### DIRECTION
With the pictures omitted, write out the entries that follow exactly as they stand.

....

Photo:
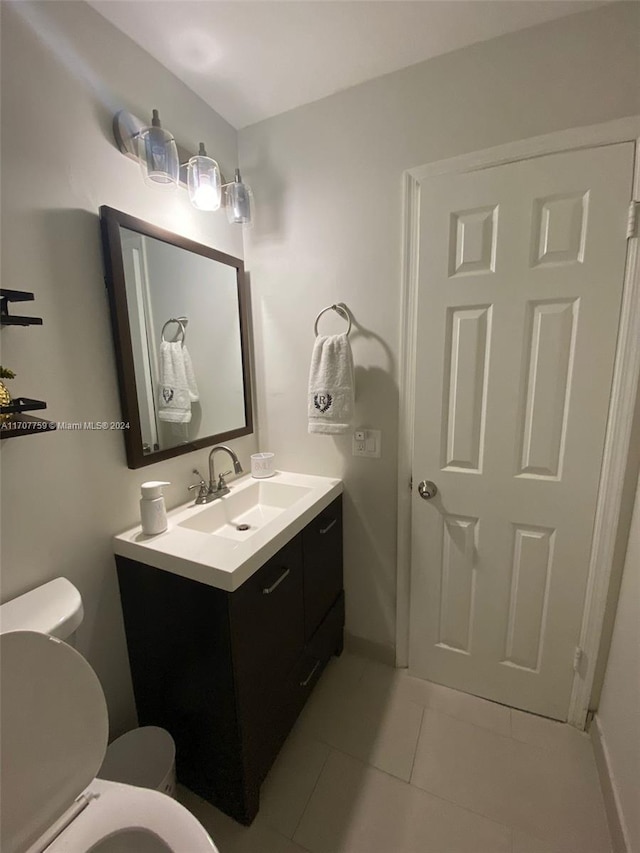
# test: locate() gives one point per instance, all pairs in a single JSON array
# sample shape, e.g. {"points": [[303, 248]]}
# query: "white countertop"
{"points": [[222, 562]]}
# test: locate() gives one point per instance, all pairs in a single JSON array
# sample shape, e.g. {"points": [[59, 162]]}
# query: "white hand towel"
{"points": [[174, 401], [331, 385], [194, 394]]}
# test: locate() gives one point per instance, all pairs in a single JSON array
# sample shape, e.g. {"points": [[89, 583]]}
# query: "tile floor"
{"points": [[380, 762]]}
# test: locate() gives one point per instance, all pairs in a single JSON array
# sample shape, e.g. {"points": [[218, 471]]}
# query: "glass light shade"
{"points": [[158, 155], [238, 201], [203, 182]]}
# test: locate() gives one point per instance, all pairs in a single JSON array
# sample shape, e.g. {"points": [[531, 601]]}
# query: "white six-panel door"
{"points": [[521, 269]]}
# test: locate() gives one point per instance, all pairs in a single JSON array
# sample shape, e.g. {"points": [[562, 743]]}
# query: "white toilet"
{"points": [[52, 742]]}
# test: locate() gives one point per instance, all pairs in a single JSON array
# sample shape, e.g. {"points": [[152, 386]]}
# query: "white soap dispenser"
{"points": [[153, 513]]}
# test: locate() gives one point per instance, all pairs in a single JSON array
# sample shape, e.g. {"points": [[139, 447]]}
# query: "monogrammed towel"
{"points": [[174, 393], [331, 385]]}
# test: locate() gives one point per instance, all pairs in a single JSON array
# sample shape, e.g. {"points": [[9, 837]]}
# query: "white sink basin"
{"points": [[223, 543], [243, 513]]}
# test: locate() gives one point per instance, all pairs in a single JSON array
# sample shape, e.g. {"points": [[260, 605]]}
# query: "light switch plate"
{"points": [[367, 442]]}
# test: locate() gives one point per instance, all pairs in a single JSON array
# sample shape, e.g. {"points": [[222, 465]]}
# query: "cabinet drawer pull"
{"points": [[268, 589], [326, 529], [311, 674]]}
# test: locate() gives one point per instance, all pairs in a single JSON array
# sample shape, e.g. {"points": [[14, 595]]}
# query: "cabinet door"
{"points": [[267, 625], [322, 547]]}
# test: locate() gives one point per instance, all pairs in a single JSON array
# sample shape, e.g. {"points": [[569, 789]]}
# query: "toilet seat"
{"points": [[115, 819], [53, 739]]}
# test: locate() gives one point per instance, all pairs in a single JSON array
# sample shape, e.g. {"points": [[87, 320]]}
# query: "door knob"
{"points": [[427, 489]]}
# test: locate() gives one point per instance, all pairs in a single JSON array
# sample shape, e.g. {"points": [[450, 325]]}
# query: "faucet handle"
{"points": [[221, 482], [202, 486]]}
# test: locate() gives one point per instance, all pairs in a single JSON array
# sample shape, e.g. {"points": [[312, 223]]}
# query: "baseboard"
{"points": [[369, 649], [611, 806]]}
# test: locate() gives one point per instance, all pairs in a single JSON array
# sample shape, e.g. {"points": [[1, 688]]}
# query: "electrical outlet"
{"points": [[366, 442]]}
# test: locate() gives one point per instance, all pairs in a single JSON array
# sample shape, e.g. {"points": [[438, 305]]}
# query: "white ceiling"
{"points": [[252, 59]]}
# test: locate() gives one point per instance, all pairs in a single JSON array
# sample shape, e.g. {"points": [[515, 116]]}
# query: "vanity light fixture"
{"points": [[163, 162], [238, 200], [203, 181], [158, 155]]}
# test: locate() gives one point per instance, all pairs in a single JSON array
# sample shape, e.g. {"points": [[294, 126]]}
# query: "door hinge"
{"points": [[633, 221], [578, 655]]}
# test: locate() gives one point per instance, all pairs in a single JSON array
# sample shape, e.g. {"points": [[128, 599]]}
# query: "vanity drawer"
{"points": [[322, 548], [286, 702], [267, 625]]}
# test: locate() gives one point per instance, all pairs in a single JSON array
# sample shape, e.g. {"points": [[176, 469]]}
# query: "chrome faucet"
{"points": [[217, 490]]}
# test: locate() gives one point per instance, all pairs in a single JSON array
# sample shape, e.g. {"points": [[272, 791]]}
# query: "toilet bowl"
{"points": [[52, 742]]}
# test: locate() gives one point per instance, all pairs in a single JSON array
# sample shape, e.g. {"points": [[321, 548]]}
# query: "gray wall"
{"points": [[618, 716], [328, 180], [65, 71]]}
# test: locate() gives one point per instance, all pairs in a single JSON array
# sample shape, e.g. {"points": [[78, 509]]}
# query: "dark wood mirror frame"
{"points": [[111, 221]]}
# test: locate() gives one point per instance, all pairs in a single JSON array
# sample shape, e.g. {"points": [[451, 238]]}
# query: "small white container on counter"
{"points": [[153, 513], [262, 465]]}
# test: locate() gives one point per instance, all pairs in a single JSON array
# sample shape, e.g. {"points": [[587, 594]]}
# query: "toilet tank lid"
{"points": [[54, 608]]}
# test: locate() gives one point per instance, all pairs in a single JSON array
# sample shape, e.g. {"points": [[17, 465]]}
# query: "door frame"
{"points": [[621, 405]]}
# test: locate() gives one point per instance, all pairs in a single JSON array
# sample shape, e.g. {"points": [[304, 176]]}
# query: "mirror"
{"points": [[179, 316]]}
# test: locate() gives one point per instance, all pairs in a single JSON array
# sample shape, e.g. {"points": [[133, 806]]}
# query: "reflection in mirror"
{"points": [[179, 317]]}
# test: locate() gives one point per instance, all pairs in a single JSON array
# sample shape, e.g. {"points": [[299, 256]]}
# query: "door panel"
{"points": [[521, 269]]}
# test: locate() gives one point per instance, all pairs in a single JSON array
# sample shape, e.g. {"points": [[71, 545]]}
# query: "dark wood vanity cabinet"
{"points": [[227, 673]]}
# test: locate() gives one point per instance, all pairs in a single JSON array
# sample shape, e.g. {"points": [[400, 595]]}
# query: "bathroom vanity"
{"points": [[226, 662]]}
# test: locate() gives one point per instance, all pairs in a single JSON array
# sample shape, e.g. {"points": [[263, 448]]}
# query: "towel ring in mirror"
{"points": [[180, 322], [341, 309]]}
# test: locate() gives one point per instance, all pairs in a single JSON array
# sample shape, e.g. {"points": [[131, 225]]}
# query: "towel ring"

....

### RESULT
Photo:
# test: locate() gives one point per instance, all pairs in a single JSON array
# sample shape, e.g. {"points": [[303, 248]]}
# query: "white countertop"
{"points": [[222, 562]]}
# test: locate() gives one point per instance, all pairs in a single JSON array
# sample shape, e.g. {"points": [[59, 162]]}
# query: "white hand towel"
{"points": [[174, 401], [331, 385], [194, 394]]}
# test: locate() gives one point per instance, all pairs in a single JSON array
# sample shape, e.g. {"points": [[89, 583]]}
# query: "tile floor"
{"points": [[380, 762]]}
# test: locate() gives one point per instance, all pairs in a single JSON array
# sample shape, e.g. {"points": [[218, 471]]}
# query: "glass light shade"
{"points": [[158, 155], [238, 201], [203, 182]]}
# test: locate() gives one point per instance, all pairs in a single JSON array
# sample shape, e.g. {"points": [[531, 601]]}
# query: "white six-panel door"
{"points": [[521, 269]]}
# test: locate() gives one point per instance, all pairs in a single JSON array
# sample shape, e.g. {"points": [[562, 743]]}
# query: "white toilet"
{"points": [[52, 742]]}
# test: locate() gives one point per instance, all pairs in a single JSON array
# sample shape, e.g. {"points": [[152, 386]]}
# query: "white soap dispenser"
{"points": [[153, 513]]}
# test: locate() gives one point per instance, all pairs in a single JSON array
# sample shape, e.g. {"points": [[139, 447]]}
# query: "monogrammed towel"
{"points": [[174, 393], [331, 385]]}
# test: locate() gives one point per instance, all pairs in a single JSON array
# sample shape, e.g. {"points": [[9, 837]]}
# query: "white sink basin"
{"points": [[223, 543], [243, 513]]}
# test: locate() gives one point per instance, all pairs in a single JSON array
# sample shape, e.g. {"points": [[260, 605]]}
# query: "light switch plate"
{"points": [[367, 442]]}
# test: locate() gives one point per instance, all pairs in a single JSON array
# sample shape, e.g. {"points": [[222, 465]]}
# query: "cabinet drawer pull"
{"points": [[268, 589], [326, 529], [311, 674]]}
# test: locate() gives one point per instance, all pairs in a single JSON array
# sample shape, e.g. {"points": [[14, 595]]}
# query: "cabinet door"
{"points": [[267, 625], [322, 547]]}
# test: locate() gives one point per instance, all pairs in a single JSON array
# sample shape, e.g. {"points": [[569, 789]]}
# query: "toilet seat"
{"points": [[115, 819], [53, 739]]}
# test: locate() gives one point per instance, all pairs in a single JSON array
# sample shape, e.g. {"points": [[87, 320]]}
# query: "door knob"
{"points": [[427, 489]]}
# test: locate() gives one point per instance, all pairs in a single JSON array
# sample shape, e.g. {"points": [[450, 325]]}
# query: "faucet handle"
{"points": [[221, 482], [202, 486]]}
# test: locate() gives one point per instance, all pairs in a single JSON array
# sample shape, e.g. {"points": [[312, 223]]}
# query: "baseboard"
{"points": [[369, 649], [611, 806]]}
# test: locate() gives one point per instance, all pairs in a single JSON array
# sample shape, e.g. {"points": [[1, 688]]}
# query: "electrical outlet"
{"points": [[366, 442]]}
# test: locate() gives one point per instance, all pairs in a single JSON array
# sample shape, e.g. {"points": [[438, 305]]}
# query: "white ceiling"
{"points": [[252, 59]]}
# test: locate() gives one point per instance, all pairs in a single JSON array
# sample shape, e.g. {"points": [[515, 116]]}
# query: "vanity light fixture"
{"points": [[163, 162], [238, 200], [203, 181], [158, 155]]}
# test: locate() gives one point per instance, all pairs in a single JSON array
# sample shape, e.g. {"points": [[294, 126]]}
# query: "door hinge"
{"points": [[633, 221], [578, 655]]}
# test: locate() gives one point per instance, all pairs in a single JSON array
# sample shape, e.g. {"points": [[128, 599]]}
# query: "vanity drawer"
{"points": [[322, 548], [286, 702], [267, 625]]}
# test: locate() gives one point per instance, all pairs in a single JSON array
# sample shape, e.g. {"points": [[176, 469]]}
# query: "chrome faucet"
{"points": [[217, 490]]}
# test: locate() gives one point per instance, all pairs in a single JSON array
# sample shape, e.g. {"points": [[272, 791]]}
# query: "toilet bowl"
{"points": [[52, 742]]}
# test: locate() gives one point per instance, all pairs in a single JSON array
# sample shape, e.g. {"points": [[321, 548]]}
# query: "gray wall"
{"points": [[618, 716], [328, 180], [65, 71]]}
# test: locate() gives one point per instance, all pairs in a single JSON array
# sample shape, e.g. {"points": [[78, 509]]}
# query: "dark wood mirror frame"
{"points": [[111, 221]]}
# test: locate() gives one point per instance, all pairs in a single JSON array
# sample shape, e.g. {"points": [[451, 238]]}
# query: "small white container on counter"
{"points": [[153, 513], [262, 465]]}
# test: locate() gives one point per instance, all pairs in a single JSON array
# sample shape, e.g. {"points": [[587, 594]]}
# query: "toilet tank lid"
{"points": [[54, 608]]}
# test: locate() gives one point per instance, all pairs in a single JSON array
# sample shape, e.g. {"points": [[17, 465]]}
# query: "door frame"
{"points": [[621, 405]]}
# test: locate() gives one point per instance, all pairs in a single JSON array
# sample shape, e.g. {"points": [[304, 176]]}
# query: "mirror"
{"points": [[179, 316]]}
# test: locate() gives one point per instance, all pairs in a single JSON array
# sample shape, e.g. {"points": [[133, 806]]}
# query: "reflection in mirror"
{"points": [[179, 317]]}
# test: locate() gives one point per instance, all pairs in a single JSON array
# sample shape, e.g. {"points": [[299, 256]]}
# query: "door panel"
{"points": [[521, 269]]}
# test: locate() gives one point per instance, all pairs in a single JSON array
# sample shape, e.g. {"points": [[71, 545]]}
# query: "dark wood vanity cabinet"
{"points": [[227, 673]]}
# test: locate() gives one point per instance, all pairs in a single JSON array
# sample shape, e.g. {"points": [[400, 595]]}
# query: "bathroom vanity"
{"points": [[226, 662]]}
# test: locate() gives one point per instance, all pairs in a single JSON array
# sample shape, e.g. {"points": [[263, 448]]}
# query: "towel ring in mirror"
{"points": [[180, 322], [341, 309]]}
# test: locate() gives one point per instance, all pairs in a single JSON array
# sample shape, e.g. {"points": [[131, 225]]}
# query: "towel ring"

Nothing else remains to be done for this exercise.